| Given task |
Pick up the dynamic programming C++ solution below at the point where it stops, and write the rest of it.

| Extracted text |
◆ ◆ ◆

Dynamic Programming C++ solution.


  • 0
    C
    class Solution {
    public:
        vector<vector<int>> combine(int n, int k) {
            if (n < k || n < 0 || k < 0) return vector<vector<int>>(); //undefined problem
            
            //dynamic programming cache
            vector<vector<int>> cache[n+1][n+1];
            
            vector<vector<int>> setOfEmptySet(1, vector<int>());
            //base cases
            for (int ni=0; ni<=n; ni++) {
                for (int ki=0; ki<=n; ki++) {
                    if (ni < ki) cache[ni][ki] = vector<vector<int>>(); //undefined problem
                    else if (ki == 0) cache[ni][ki] = setOfEmptySet;    //[]
                }
            }
            
            //dynamic programming loop
            for (int ni=1; ni<=n; ni++) {
                for (int ki=1; ki<=k; ki++) { //note; limit to ki<=k instead of ki<=ni because
                                              //we are only interested in nCk (and not beyond k)

◆ ◆ ◆

A data block:
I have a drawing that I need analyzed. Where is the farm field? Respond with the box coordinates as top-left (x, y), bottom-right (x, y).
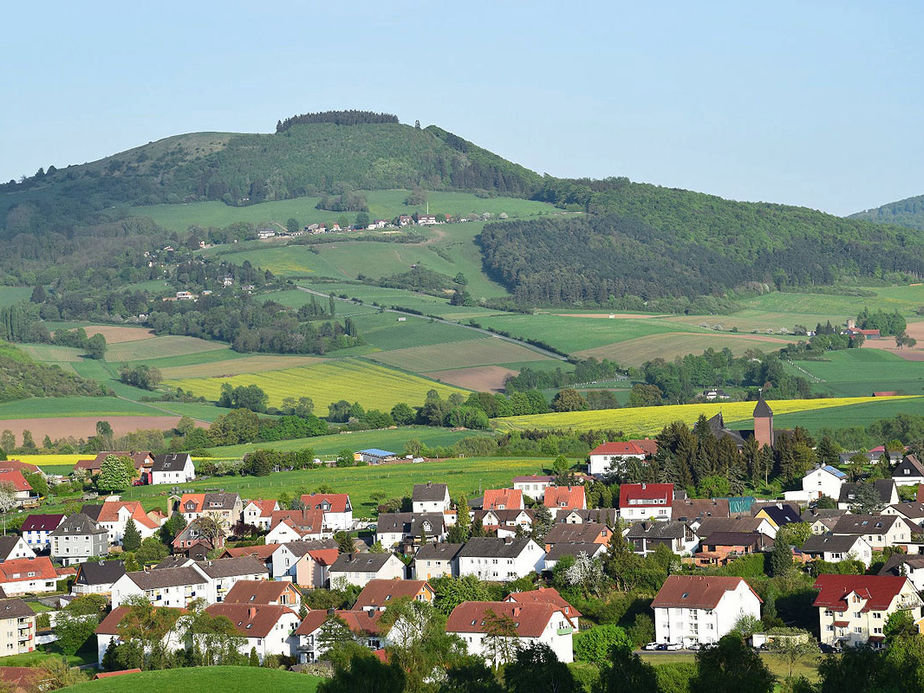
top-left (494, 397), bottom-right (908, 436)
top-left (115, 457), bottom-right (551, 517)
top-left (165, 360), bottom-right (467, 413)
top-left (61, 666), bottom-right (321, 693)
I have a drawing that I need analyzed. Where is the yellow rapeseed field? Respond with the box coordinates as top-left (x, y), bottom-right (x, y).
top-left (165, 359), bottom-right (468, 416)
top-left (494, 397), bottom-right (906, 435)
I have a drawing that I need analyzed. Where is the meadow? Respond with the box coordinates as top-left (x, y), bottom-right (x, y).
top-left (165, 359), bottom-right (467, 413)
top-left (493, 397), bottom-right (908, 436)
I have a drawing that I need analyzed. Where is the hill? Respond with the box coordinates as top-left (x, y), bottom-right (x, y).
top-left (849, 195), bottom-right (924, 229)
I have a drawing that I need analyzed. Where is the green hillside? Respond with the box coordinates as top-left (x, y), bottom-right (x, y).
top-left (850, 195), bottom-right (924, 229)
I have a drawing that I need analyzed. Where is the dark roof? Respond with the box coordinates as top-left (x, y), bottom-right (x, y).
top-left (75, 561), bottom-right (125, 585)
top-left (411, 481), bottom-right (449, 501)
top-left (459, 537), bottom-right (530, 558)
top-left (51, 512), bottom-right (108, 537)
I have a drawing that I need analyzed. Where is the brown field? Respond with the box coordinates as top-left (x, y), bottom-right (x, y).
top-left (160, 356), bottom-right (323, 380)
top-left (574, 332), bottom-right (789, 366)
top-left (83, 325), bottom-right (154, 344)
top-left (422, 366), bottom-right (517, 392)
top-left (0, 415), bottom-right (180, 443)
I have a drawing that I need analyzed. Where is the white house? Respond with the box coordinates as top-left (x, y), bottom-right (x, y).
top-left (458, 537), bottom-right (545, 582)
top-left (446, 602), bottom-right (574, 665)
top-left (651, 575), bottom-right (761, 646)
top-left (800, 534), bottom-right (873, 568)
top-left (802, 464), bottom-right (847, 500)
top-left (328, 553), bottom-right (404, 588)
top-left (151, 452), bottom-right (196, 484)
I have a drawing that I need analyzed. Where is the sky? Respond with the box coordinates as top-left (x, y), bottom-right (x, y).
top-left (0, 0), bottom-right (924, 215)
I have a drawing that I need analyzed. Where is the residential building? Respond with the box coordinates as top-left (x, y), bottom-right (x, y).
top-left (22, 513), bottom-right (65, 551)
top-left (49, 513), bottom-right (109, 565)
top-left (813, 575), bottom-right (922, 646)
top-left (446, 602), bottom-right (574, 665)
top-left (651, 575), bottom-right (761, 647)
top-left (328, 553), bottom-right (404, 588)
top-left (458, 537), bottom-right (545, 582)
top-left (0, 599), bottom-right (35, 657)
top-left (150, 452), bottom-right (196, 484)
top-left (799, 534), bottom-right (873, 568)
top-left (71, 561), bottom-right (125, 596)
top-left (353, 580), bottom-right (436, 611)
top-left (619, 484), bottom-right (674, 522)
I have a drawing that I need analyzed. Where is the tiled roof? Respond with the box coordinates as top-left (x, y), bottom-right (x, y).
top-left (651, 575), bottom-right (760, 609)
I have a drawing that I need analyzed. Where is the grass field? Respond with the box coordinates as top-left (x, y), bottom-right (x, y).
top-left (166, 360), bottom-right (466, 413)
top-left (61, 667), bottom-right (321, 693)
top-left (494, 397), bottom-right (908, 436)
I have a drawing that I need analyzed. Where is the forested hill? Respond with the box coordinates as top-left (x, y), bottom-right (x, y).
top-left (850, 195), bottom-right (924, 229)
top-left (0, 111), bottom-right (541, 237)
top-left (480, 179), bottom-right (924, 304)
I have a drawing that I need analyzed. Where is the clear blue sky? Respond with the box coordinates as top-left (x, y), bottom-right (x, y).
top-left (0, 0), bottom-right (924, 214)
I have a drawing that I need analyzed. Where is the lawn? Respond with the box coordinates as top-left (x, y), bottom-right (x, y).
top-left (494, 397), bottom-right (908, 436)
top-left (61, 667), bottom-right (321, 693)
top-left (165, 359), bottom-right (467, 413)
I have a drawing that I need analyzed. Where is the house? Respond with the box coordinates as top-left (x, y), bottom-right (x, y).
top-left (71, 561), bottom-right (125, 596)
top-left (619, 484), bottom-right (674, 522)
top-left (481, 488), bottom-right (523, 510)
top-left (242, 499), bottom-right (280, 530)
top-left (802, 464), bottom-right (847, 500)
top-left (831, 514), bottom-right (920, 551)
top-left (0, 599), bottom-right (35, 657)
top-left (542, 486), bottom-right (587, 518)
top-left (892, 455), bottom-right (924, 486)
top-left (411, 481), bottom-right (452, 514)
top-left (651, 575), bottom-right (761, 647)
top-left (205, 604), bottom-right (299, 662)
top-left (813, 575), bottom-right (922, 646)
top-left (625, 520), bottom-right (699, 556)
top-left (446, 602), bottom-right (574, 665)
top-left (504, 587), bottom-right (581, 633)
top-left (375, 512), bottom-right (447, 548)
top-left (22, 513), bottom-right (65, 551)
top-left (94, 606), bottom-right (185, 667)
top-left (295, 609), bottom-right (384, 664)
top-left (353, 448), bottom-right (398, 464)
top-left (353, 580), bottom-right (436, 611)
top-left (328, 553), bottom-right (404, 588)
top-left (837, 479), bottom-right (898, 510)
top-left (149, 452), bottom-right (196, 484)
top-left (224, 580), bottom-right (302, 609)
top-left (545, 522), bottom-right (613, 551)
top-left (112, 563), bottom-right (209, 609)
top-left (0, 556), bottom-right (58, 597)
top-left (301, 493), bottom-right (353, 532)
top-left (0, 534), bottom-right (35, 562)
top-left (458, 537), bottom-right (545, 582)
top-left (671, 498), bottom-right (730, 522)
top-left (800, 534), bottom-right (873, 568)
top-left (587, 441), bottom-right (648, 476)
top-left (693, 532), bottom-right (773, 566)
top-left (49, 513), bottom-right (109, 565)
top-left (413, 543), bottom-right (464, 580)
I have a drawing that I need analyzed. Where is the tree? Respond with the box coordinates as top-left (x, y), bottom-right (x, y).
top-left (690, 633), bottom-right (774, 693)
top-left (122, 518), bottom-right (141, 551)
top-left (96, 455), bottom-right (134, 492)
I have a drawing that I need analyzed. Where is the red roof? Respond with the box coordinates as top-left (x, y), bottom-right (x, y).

◆ ◆ ◆

| Task output |
                    int chosen = ni;
                    vector<vector<int>> recordDrop = cache[ni-1][ki];  //drop this number
                    vector<vector<int>> recordTake = cache[ni-1][ki-1];//take this number
                    for (vector<int>& rec : recordTake) {
                        rec.push_back(chosen);
                    }
                    recordDrop.insert(recordDrop.end(), recordTake.begin(), recordTake.end());
                    cache[ni][ki] = recordDrop;
                }
            }          
            return cache[n][k];
        }
    };

  • 0
    C

    Recurrence equation is:
    C (n, k) = (n U C(n-1, k-1) ) + (C(n-1, k))
    First case: Take the nth number, and choose k-1 from remaining n-1.
    Second case: Drop the nth number, and choose k from remaining n-1.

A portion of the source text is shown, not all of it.